> [WHAT YOU HAVE TO DO]
Go through the material below and copy each line where the word "harvester" appears.

> [INPUT RECORDS]
= Beginning of Section =
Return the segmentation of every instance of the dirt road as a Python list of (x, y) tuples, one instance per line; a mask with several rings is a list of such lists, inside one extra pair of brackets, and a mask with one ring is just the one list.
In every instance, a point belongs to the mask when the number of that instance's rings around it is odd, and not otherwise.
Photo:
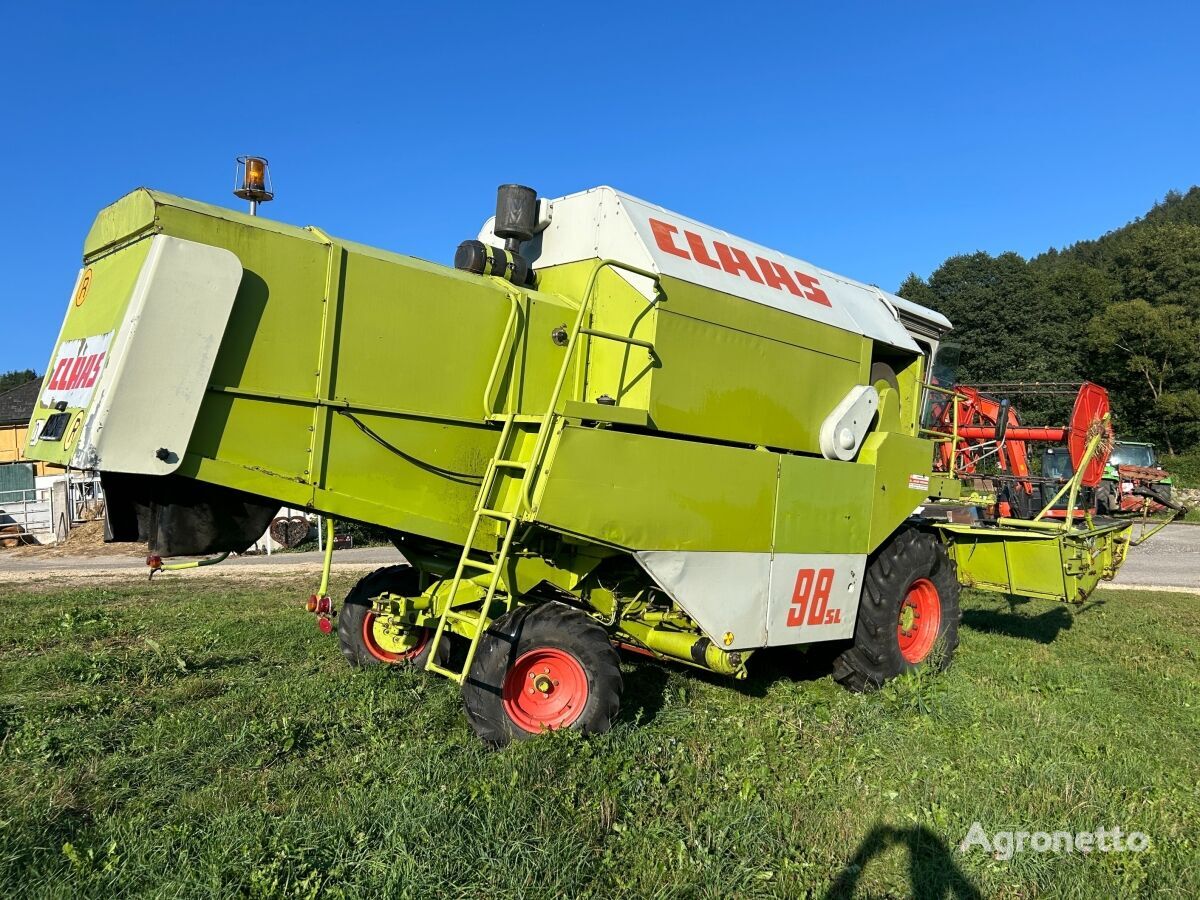
[[(370, 571), (401, 561), (400, 554), (391, 547), (339, 550), (333, 557), (334, 566), (340, 571)], [(321, 554), (314, 551), (234, 557), (200, 571), (205, 575), (226, 576), (285, 575), (315, 572), (320, 567)], [(18, 556), (0, 551), (0, 582), (145, 576), (146, 573), (142, 556)], [(165, 573), (160, 577), (174, 578), (179, 574)], [(1200, 526), (1170, 525), (1141, 547), (1134, 547), (1111, 587), (1171, 588), (1200, 594)]]

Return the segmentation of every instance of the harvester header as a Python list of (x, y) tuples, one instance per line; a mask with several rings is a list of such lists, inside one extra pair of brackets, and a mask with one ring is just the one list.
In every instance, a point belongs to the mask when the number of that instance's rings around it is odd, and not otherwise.
[(143, 189), (85, 241), (27, 452), (98, 470), (156, 568), (284, 504), (386, 529), (403, 565), (308, 604), (351, 663), (453, 679), (492, 743), (603, 731), (614, 647), (740, 678), (825, 642), (866, 690), (949, 663), (960, 581), (1115, 574), (1127, 524), (935, 470), (949, 327), (611, 188), (502, 186), (454, 268)]

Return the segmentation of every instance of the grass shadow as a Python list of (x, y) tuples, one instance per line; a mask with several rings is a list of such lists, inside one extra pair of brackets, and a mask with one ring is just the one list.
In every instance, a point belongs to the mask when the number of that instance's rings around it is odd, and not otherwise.
[(764, 647), (756, 650), (747, 663), (750, 675), (745, 681), (720, 680), (748, 696), (765, 697), (780, 681), (801, 684), (830, 677), (834, 660), (848, 646), (849, 641), (822, 641), (803, 646)]
[(666, 703), (667, 681), (671, 673), (666, 664), (649, 659), (629, 660), (634, 666), (632, 677), (625, 678), (618, 722), (648, 725), (654, 721)]
[(958, 867), (946, 842), (920, 825), (910, 828), (876, 825), (872, 828), (854, 851), (854, 856), (830, 884), (824, 895), (825, 900), (853, 897), (867, 864), (897, 844), (908, 850), (908, 896), (916, 900), (941, 900), (946, 897), (982, 900), (983, 895)]
[(1019, 615), (1010, 604), (1008, 612), (1000, 609), (967, 609), (963, 611), (962, 624), (972, 631), (985, 634), (1003, 634), (1008, 637), (1050, 644), (1059, 632), (1074, 624), (1071, 612), (1056, 606), (1036, 616)]
[[(628, 654), (622, 657), (623, 661), (632, 663), (637, 670), (636, 678), (625, 680), (620, 721), (640, 721), (642, 724), (653, 721), (663, 707), (667, 680), (672, 671), (747, 697), (765, 697), (780, 681), (796, 684), (829, 677), (833, 672), (833, 661), (847, 646), (848, 641), (829, 641), (808, 645), (807, 650), (798, 646), (764, 647), (754, 652), (747, 664), (749, 675), (742, 680), (682, 663), (659, 662)], [(638, 719), (638, 716), (642, 718)]]
[(258, 663), (259, 659), (253, 656), (239, 656), (237, 654), (206, 656), (200, 659), (186, 659), (188, 671), (194, 674), (201, 672), (220, 672), (223, 669), (236, 669), (239, 666)]

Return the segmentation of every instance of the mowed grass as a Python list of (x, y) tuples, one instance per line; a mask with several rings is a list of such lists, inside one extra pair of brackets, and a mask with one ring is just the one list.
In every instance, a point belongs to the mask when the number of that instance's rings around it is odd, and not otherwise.
[[(611, 734), (495, 752), (311, 589), (0, 587), (0, 896), (1200, 895), (1200, 598), (968, 594), (951, 670), (866, 696), (629, 662)], [(975, 821), (1152, 844), (1003, 861)]]

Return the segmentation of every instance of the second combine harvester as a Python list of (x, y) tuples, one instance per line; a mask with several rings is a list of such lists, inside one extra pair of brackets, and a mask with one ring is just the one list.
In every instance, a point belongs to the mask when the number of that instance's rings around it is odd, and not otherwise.
[[(137, 190), (88, 234), (27, 450), (98, 469), (109, 537), (159, 556), (281, 504), (386, 528), (407, 565), (336, 610), (352, 664), (454, 679), (495, 744), (599, 732), (614, 644), (744, 677), (841, 641), (863, 690), (949, 663), (960, 581), (1115, 573), (1126, 524), (948, 521), (949, 328), (606, 187), (502, 187), (455, 268)], [(1105, 408), (1075, 424), (1095, 455)]]

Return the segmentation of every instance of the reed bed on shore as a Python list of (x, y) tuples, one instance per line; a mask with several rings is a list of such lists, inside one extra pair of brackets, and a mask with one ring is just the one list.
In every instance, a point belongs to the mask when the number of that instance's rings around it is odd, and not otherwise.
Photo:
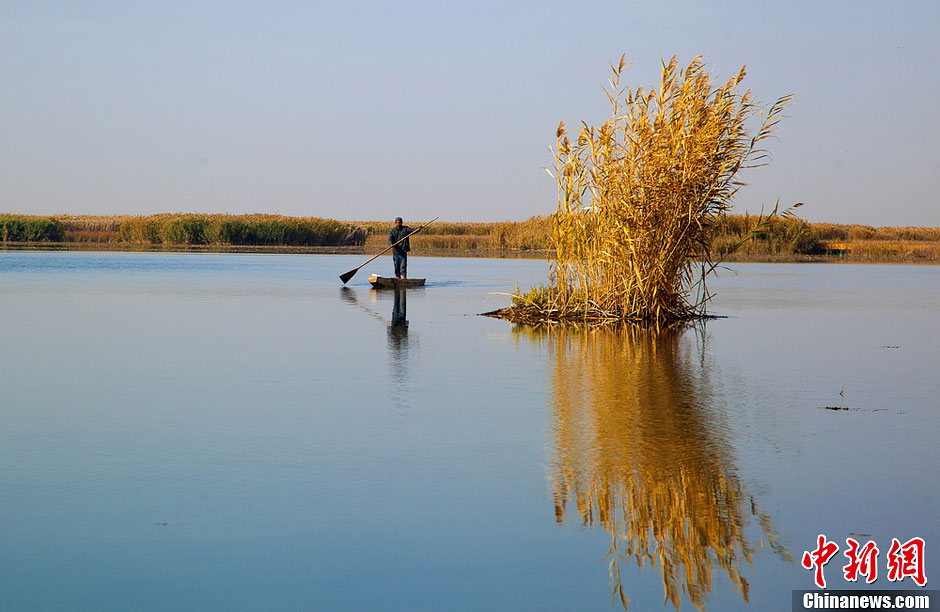
[[(106, 227), (111, 240), (127, 244), (361, 246), (366, 237), (361, 227), (317, 217), (162, 214), (106, 219), (99, 227)], [(85, 230), (89, 225), (92, 229)], [(97, 229), (87, 218), (77, 227)]]
[[(367, 247), (385, 246), (389, 223), (360, 223), (369, 231)], [(501, 223), (434, 223), (410, 239), (415, 251), (479, 250), (530, 251), (551, 248), (551, 224), (543, 217)]]
[[(525, 317), (659, 325), (704, 316), (711, 228), (730, 210), (740, 172), (767, 162), (763, 143), (790, 100), (762, 109), (739, 90), (743, 67), (716, 84), (699, 57), (684, 69), (673, 57), (648, 91), (621, 85), (625, 66), (611, 66), (603, 125), (583, 123), (571, 137), (558, 126), (555, 259), (548, 287), (516, 296)], [(751, 233), (766, 222), (755, 219)]]
[(820, 255), (823, 240), (806, 221), (792, 215), (765, 218), (758, 227), (749, 215), (719, 215), (706, 230), (718, 259), (739, 249), (754, 255)]
[(365, 230), (332, 219), (280, 215), (154, 215), (121, 223), (123, 242), (271, 246), (361, 245)]
[(940, 228), (938, 227), (872, 227), (857, 224), (813, 223), (811, 228), (820, 240), (940, 242)]
[[(409, 238), (414, 252), (431, 250), (455, 251), (494, 251), (498, 250), (490, 234), (425, 234), (422, 230)], [(388, 246), (388, 236), (373, 234), (366, 238), (366, 247), (370, 250)]]
[(55, 217), (0, 215), (0, 242), (59, 242), (65, 237)]
[[(144, 240), (141, 225), (147, 219), (164, 219), (186, 215), (14, 215), (0, 214), (0, 243), (8, 245), (41, 245), (61, 243), (72, 248), (134, 248), (198, 246), (206, 249), (253, 246), (258, 248), (292, 246), (281, 244), (287, 232), (278, 235), (252, 225), (252, 219), (273, 215), (203, 215), (213, 219), (227, 219), (225, 231), (213, 230), (212, 223), (191, 227), (187, 236), (178, 224), (176, 238), (183, 242), (168, 242), (174, 238), (162, 230), (162, 224), (149, 226), (149, 238)], [(300, 217), (281, 217), (281, 220), (301, 220)], [(342, 244), (311, 245), (328, 248), (364, 247), (381, 249), (387, 244), (391, 223), (384, 221), (333, 221), (346, 229), (346, 242)], [(548, 252), (552, 249), (553, 218), (532, 217), (526, 221), (499, 223), (437, 222), (416, 234), (412, 246), (435, 253), (478, 252), (481, 255), (500, 255), (523, 252)], [(793, 217), (764, 218), (760, 231), (755, 229), (756, 219), (750, 215), (727, 214), (713, 219), (708, 227), (713, 254), (726, 261), (846, 261), (846, 262), (940, 262), (940, 228), (931, 227), (872, 227), (858, 224), (810, 223)], [(126, 226), (128, 234), (122, 235)], [(136, 229), (130, 229), (136, 226)], [(221, 228), (221, 222), (219, 227)], [(4, 234), (4, 228), (6, 233)], [(44, 228), (44, 229), (43, 229)], [(60, 228), (61, 231), (59, 231)], [(208, 228), (208, 229), (207, 229)], [(361, 228), (358, 231), (357, 228)], [(268, 227), (270, 229), (270, 225)], [(193, 235), (195, 233), (195, 235)], [(338, 235), (338, 234), (337, 234)], [(225, 237), (236, 242), (224, 242)], [(4, 240), (5, 238), (5, 240)], [(185, 242), (185, 240), (190, 242)], [(308, 235), (308, 240), (311, 239)], [(335, 240), (335, 236), (333, 238)], [(154, 241), (155, 240), (155, 241)], [(203, 240), (203, 242), (196, 242)], [(83, 246), (84, 245), (84, 246)], [(108, 247), (108, 245), (111, 245)]]
[[(422, 219), (410, 219), (405, 225), (416, 228), (424, 222)], [(365, 228), (370, 236), (388, 236), (394, 223), (389, 221), (356, 221), (356, 225)], [(434, 236), (482, 236), (488, 235), (493, 228), (499, 225), (493, 222), (447, 222), (436, 221), (421, 230), (422, 234)]]
[(842, 261), (856, 263), (937, 263), (940, 262), (940, 242), (860, 240), (830, 249)]

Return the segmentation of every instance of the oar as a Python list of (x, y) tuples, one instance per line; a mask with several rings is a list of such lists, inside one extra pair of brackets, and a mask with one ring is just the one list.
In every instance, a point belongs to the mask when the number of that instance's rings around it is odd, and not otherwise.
= End of Section =
> [RESULT OF THIS EXERCISE]
Return the segmentation of every instance of the harvester header as a Python list of (x, y) tuples, one instance per line; a mask with several rings is a list of such lists, inside one extra pair of brackets, and a mask with one ring is just the one list.
Return the segmentation of every instance of the second combine harvester as a Python list of (x, y) tuples, one instance per line; a mask with several rings is a list of such lists, inside one extra pair of brackets, and a mask with one ring is just the one list.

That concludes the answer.